Everything from the line containing "The answer SHOULD provide one point per instance of the tall" to the last line of the records must be returned verbatim; nothing else belongs in the output.

Coordinate annotation entries:
= = = = = = =

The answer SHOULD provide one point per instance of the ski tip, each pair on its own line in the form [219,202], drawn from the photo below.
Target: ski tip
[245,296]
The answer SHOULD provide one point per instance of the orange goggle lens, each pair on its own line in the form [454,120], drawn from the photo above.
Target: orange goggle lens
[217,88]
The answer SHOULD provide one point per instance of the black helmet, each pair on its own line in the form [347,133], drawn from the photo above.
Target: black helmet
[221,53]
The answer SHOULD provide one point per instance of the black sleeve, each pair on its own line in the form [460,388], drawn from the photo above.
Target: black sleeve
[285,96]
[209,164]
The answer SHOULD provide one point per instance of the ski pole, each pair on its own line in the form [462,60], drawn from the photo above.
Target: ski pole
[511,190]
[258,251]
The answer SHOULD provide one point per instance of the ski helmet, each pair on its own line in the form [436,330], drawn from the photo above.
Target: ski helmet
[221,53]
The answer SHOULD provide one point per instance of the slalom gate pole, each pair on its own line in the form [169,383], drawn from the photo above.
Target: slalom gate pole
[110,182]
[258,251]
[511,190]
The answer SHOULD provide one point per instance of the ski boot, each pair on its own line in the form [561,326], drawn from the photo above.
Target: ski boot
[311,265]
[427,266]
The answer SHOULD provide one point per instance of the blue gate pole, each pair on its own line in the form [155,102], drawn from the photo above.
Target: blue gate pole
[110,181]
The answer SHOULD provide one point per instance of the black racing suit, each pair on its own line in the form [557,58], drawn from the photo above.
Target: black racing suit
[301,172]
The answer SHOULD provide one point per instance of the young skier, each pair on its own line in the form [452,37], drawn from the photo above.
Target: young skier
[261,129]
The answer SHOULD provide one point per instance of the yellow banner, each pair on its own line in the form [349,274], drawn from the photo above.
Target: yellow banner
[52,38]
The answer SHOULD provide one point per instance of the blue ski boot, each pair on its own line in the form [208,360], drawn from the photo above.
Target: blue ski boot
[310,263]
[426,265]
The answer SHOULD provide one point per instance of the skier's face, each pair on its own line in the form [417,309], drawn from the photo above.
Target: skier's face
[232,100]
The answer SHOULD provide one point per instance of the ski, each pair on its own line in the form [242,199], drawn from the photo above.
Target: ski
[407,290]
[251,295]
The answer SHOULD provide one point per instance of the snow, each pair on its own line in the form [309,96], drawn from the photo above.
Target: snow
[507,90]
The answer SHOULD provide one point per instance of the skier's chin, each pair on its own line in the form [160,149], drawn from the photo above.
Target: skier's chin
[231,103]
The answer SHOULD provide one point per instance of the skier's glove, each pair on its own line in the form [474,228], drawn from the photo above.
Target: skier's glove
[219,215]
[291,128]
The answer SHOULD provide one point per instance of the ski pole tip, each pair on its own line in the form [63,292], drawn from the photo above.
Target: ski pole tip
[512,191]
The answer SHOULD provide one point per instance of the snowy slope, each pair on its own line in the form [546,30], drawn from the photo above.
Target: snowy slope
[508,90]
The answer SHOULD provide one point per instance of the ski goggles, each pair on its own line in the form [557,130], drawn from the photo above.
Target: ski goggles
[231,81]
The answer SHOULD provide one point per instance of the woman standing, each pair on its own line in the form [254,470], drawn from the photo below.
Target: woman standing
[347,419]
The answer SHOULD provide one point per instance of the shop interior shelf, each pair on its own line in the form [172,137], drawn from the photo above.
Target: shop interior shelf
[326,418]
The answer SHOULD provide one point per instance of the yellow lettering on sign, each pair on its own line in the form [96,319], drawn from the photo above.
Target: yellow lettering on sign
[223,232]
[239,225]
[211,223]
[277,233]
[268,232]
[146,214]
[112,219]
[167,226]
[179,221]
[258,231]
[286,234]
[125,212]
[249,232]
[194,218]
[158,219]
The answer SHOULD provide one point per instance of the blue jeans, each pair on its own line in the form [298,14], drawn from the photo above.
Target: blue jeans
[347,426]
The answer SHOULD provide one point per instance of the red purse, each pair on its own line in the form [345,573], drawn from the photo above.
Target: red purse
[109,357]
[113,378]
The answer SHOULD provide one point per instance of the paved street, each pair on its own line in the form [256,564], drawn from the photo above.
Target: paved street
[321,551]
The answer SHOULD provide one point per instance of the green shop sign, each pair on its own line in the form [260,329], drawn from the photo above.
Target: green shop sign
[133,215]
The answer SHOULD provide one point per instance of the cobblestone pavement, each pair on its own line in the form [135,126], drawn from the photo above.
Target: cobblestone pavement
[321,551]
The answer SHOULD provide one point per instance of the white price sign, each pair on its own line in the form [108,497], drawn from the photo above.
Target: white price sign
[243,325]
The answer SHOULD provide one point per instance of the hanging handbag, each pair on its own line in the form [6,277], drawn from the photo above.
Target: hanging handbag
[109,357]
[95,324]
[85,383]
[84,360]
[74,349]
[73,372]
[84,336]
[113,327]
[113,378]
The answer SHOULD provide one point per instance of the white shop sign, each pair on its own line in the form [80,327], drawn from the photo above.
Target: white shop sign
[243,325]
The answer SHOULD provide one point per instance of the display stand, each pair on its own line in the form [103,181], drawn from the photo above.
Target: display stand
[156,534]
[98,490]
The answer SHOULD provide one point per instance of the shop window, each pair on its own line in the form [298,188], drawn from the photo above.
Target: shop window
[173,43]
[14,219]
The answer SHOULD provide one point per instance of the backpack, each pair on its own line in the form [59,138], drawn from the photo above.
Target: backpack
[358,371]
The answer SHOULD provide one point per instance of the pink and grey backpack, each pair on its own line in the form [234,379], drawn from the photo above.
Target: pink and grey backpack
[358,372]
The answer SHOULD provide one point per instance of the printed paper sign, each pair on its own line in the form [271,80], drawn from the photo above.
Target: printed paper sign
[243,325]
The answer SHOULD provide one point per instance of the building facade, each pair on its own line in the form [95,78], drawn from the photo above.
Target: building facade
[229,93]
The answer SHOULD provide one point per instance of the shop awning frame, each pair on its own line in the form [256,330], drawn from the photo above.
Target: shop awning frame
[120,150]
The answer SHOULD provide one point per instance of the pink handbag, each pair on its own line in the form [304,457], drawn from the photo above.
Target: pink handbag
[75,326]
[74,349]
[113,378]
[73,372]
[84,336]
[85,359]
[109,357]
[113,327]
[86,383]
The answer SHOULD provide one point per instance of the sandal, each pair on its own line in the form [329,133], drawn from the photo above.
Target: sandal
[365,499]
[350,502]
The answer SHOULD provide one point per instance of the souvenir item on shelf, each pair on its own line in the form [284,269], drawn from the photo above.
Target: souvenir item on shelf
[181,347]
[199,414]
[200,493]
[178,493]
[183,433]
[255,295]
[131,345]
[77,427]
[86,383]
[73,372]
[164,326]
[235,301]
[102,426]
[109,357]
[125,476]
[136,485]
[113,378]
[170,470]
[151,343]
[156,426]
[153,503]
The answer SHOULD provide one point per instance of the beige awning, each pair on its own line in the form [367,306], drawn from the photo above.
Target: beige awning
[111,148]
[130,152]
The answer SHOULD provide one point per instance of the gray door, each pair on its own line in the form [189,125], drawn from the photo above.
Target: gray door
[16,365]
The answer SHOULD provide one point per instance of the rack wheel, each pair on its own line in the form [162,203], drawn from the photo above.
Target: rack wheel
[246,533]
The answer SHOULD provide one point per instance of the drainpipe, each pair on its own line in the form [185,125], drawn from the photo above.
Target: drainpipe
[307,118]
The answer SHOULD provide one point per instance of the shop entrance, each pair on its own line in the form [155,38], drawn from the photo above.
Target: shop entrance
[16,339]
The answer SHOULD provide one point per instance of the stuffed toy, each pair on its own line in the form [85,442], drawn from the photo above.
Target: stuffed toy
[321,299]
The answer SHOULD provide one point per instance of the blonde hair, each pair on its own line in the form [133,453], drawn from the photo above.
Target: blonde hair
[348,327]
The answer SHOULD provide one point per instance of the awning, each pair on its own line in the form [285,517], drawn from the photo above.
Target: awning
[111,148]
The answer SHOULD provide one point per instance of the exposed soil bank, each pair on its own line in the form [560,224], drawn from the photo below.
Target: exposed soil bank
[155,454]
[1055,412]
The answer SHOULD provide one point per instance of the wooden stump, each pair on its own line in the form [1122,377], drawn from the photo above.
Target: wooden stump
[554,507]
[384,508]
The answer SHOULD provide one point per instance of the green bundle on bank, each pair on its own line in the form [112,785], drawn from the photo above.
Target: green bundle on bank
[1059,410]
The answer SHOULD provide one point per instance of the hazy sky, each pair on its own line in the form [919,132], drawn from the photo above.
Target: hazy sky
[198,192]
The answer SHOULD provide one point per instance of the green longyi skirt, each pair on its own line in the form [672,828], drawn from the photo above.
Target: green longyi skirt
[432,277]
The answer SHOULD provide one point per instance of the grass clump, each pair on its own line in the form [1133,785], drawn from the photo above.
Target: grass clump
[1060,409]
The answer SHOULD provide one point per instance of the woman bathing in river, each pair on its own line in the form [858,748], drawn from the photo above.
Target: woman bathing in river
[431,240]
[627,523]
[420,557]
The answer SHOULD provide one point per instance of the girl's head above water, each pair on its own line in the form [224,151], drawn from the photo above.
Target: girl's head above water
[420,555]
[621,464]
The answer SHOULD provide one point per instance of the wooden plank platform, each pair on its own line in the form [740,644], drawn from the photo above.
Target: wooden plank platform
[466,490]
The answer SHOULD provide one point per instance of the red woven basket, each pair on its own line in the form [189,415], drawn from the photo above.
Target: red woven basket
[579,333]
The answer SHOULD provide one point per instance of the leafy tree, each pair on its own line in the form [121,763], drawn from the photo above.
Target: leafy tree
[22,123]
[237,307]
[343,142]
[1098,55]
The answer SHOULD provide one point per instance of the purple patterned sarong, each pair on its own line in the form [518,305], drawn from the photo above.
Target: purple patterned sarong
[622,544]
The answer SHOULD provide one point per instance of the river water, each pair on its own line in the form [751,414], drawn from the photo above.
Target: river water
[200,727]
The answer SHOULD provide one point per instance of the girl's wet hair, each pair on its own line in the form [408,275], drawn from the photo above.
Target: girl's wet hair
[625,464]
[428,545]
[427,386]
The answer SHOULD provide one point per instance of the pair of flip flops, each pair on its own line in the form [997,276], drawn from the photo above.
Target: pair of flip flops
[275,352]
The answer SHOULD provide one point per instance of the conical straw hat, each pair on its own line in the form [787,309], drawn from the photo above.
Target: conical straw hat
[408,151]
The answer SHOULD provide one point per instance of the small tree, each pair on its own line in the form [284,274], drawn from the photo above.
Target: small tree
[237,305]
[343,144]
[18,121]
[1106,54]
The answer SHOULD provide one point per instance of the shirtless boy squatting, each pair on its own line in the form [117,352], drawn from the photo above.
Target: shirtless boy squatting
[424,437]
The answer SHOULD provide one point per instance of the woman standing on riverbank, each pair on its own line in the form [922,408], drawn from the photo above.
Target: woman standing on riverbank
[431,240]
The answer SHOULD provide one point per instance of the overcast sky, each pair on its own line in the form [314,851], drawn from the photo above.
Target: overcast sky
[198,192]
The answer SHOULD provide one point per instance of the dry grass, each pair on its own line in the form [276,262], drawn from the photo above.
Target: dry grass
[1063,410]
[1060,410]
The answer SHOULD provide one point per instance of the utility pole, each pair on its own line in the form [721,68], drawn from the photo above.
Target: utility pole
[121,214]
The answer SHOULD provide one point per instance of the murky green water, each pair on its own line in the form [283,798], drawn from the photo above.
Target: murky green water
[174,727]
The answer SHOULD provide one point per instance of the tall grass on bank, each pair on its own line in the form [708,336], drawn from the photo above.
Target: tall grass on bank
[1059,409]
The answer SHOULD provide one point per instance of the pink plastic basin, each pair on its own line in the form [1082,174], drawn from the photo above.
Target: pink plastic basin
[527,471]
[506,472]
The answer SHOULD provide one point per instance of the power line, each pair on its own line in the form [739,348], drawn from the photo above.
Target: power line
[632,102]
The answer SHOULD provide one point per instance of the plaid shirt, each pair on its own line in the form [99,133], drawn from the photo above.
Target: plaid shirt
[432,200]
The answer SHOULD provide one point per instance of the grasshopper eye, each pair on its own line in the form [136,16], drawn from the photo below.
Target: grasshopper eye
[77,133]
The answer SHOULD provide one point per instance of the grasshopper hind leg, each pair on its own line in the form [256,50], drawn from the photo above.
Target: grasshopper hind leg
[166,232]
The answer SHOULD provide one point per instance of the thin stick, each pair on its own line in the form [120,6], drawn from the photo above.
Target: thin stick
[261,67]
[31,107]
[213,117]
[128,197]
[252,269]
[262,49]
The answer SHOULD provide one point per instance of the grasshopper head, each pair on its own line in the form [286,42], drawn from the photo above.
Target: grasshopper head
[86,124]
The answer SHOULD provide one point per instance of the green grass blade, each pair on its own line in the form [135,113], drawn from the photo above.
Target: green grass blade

= = = = = = =

◆ Correct response
The answer SHOULD provide one point per instance of the tall grass on bank, each pair on its own line in the form [708,336], drawn from the photo above.
Target: tall grass on bank
[1059,409]
The answer SHOULD provide one point per instance of the pink plastic basin, each pair on its own line in the form [1082,174], drawn from the photo above.
Target: pink plastic basin
[527,471]
[506,472]
The answer SHOULD provide one point per instance of the power line, each pair on its own line in the form [739,348], drawn from the photo above.
Target: power line
[632,102]
The answer SHOULD provide one point per instance of the plaid shirt, each pair on its own line in the form [99,133], drawn from the photo above.
Target: plaid shirt
[432,200]
The answer SHOULD provide one point per instance of the grasshopper eye, each pair on its own line in the form [136,16], drawn from the photo below.
Target: grasshopper eye
[77,133]
The answer SHOULD provide one point per instance of the grasshopper hind leg, each pair on its own line in the form [256,50], drawn from the photo above.
Target: grasshopper hind leg
[166,232]
The answer SHOULD provide one point per instance of the thin stick, each pair on its own line in the form [120,6], drawn from the photo above.
Target: thin stick
[261,67]
[31,107]
[213,117]
[128,197]
[252,269]
[262,49]
The answer SHOULD provide one point per instance of the grasshopper head, each pair on its own line in the form [286,42], drawn from the photo above.
Target: grasshopper head
[86,124]
The answer SHOULD provide one point per instance of the green grass blade, each pair on its own line in the form [135,113], drawn from the photo above.
Target: green grass blade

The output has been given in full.